------ TEXT
Kündigung wegen Eigenbedarf und Anforderungen an den Härtefall, BGH Urteile v. 22.05.2019, AZ VIII ZR 167/17
Eine Kündigung wegen Eigenbedarfs kommt für den Mieter oft unerwartet. Die Voraussetzungen sich gegen die Kündigung zur Wehr sind schwer einzuschätzen und mit Kostenrisiko verbunden. Eine Kündigung wegen Eigenbedarfs kann zumindest zweitweise abgewehrt werden, wenn beim Mieter oder seinen Familienangehörigen ein Härtefall vorliegt. Darunter fallen Grunde wie hohes Alter, Krankheit, Schwangerschaft, Suizidgefahr oder extreme Wohnungsnot.
Der BGH hat die Rechte der Mieter im Falle einer Eigenbedarfskündigung gestärkt und entschieden, dass die Gerichte bei der Abwägung der beiderseitigen Interessen (Eigentümer und Mieter) ihre Entscheidung nicht auf allgemeine Fallgruppen, wie Krankheit oder Alter stützen können, sondern eine genaue Abwägung im konkreten Einzelfall treffen sollen. Bei fehlender Sachkunde sind die Gerichte daher gehalten, auch von Amts wegen Sachverständigengutachten zum Gesundheitszustand des Mieters einzuholen, wenn der Mieter den Härtefall auf der Grundlage einer Erkrankung und einer drohender Verschlechterung seines Gesundheitszustandes begründet.
------------
------ EXTRAHIERTE DATEN
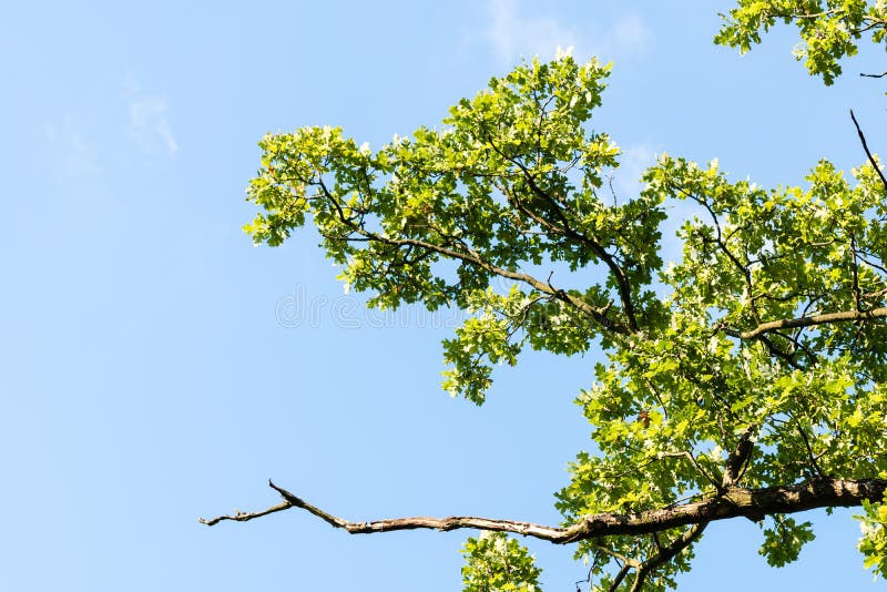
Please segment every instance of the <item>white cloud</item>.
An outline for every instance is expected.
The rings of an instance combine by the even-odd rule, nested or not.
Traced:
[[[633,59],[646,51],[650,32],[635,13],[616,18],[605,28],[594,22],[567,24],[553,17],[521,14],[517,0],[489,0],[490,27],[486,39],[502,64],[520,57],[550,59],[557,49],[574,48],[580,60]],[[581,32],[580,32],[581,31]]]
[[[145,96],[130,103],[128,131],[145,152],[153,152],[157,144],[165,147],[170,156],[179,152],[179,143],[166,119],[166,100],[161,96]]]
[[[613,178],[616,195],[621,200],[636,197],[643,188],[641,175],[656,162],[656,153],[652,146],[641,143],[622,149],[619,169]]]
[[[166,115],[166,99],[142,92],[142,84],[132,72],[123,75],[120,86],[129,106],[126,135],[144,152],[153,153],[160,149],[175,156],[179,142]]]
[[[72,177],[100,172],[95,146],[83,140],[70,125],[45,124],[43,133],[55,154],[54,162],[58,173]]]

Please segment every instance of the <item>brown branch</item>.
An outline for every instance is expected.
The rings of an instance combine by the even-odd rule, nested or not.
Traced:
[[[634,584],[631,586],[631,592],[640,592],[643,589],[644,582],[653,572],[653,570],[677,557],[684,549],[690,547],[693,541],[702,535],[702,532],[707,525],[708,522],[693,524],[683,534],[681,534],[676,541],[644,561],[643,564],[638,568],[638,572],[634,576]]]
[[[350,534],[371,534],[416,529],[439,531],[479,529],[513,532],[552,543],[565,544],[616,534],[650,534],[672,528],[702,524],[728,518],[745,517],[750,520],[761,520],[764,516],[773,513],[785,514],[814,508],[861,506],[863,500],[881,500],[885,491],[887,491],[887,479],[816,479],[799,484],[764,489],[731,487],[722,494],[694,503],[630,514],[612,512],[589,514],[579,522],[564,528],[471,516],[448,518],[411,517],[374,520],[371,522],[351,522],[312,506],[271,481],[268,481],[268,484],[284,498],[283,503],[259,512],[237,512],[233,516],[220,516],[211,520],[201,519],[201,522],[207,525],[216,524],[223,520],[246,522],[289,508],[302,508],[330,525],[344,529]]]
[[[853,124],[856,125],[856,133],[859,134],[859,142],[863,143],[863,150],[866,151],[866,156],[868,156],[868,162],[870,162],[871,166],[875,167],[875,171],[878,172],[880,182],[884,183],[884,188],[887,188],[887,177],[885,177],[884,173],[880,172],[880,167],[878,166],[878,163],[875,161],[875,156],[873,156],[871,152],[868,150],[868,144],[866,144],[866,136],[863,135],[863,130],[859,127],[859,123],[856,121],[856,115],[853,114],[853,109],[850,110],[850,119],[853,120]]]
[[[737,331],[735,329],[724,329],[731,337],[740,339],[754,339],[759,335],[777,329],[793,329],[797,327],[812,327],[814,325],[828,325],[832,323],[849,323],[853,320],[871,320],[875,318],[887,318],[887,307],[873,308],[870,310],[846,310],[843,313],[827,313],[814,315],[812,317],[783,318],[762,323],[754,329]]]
------------
------ EXTRAHIERTE DATEN
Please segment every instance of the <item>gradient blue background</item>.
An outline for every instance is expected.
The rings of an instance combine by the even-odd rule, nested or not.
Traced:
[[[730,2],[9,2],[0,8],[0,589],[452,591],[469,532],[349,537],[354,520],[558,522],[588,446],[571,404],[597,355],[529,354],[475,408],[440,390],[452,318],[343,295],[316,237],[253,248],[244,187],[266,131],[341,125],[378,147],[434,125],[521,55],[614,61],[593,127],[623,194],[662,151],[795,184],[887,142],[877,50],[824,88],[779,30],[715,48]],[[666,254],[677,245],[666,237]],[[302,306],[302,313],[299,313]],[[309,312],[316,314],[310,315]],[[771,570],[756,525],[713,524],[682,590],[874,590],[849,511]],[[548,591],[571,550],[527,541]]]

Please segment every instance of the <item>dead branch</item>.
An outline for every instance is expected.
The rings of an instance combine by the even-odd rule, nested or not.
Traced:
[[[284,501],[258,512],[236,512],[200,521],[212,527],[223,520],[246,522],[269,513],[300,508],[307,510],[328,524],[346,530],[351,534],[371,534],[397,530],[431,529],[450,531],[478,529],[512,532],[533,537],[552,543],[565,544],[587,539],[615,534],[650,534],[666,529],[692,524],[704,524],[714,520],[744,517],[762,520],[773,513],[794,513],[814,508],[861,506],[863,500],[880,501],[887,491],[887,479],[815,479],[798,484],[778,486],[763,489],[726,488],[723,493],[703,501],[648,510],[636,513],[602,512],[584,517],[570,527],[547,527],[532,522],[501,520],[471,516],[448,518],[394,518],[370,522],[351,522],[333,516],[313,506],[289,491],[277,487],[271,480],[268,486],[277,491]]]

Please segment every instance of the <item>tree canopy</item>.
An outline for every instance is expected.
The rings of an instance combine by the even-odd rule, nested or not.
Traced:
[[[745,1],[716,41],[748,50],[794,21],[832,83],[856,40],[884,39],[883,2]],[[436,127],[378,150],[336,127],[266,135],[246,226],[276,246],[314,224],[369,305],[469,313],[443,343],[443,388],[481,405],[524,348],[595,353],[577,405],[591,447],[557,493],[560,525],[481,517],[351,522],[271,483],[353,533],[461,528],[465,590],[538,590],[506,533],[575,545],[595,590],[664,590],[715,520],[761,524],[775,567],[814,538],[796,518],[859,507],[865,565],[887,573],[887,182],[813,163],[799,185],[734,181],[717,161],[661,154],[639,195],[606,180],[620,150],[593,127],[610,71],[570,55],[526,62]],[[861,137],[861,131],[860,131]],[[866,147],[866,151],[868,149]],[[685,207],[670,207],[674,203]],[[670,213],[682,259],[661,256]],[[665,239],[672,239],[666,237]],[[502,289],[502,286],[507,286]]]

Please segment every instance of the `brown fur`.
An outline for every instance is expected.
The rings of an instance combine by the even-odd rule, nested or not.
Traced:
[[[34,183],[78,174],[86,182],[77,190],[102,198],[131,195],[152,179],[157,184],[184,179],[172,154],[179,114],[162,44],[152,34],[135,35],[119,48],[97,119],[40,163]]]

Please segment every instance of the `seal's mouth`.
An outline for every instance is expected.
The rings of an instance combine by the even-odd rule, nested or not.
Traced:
------------
## ARBEITSAUFTRAG 1
Welche Gründe nennt der Text zur Eigenbedarfskündigung als Beispiele für einen Härtefall beim Mieter oder seinen Familienangehörigen?
## ARBEITSAUFTRAG 2
Führe den Text über die Eigenbedarfskündigung und das BGH-Urteil nach seinem letzten Satz fort.

## ANTWORTBEREICH 1
- hohes Alter
- Krankheit
- Schwangerschaft
- Suizidgefahr
- extreme Wohnungsnot

## ANTWORTBEREICH 2
In konkreten Fällen ging es um die Eigenbedarfskündigung einer 80jährigen Frau, die bereits seit 50 Jahren die Wohnung in Berlin bewohnte und an Demenz erkrankt war. Im anderen Fall ging es um die Kündigung einer Doppelhaushälfte wegen Eigenbedarfs. Die Mieter beriefen sich u.a. darauf, dass sie den Bruder, der an zahlreichen Erkrankungen leidet in häuslicher Pflege hatten und ein Umzug daher unzumutbar währe.
In beiden Fällen wurde von den Gerichten kein Gutachten eingeholt und der Sachverhalt unzurechned ermittelt. Der BGH kritisierte, dass die Interessensabwägung nach § 574 BGB ohne gebotene Sorgfalt vorgenommen wurde und verwies beide Verfahren zurück zur weiteren Aufklärung des Sachverhaltes.